— Start —
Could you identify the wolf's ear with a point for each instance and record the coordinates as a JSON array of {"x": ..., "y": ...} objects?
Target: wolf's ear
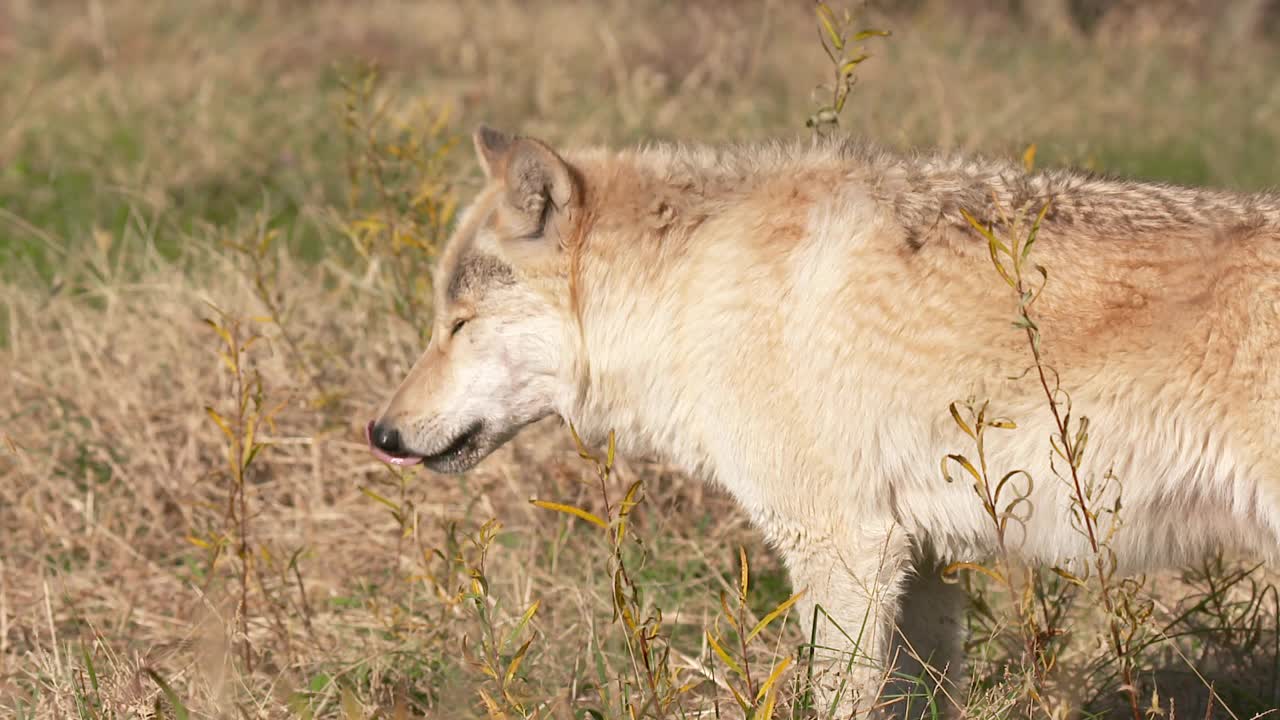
— End —
— Start —
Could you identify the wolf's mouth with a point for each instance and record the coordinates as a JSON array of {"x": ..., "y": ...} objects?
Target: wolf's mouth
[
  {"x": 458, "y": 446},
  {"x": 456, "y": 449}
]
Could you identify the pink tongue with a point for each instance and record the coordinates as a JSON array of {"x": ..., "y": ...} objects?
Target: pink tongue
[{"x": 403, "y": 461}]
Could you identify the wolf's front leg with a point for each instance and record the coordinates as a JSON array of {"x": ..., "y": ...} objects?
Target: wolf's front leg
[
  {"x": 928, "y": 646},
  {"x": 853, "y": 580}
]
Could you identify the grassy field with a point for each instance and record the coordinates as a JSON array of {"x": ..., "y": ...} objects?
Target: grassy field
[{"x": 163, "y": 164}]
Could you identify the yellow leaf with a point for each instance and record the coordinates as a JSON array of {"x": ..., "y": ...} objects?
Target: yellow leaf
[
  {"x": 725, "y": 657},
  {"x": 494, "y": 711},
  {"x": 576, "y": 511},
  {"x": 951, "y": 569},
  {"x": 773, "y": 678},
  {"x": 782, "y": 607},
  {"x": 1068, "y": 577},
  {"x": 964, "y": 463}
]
— End —
*Task to complete*. State how many lines in the material above contain the word "each". Reply with the number only.

*Result below*. 6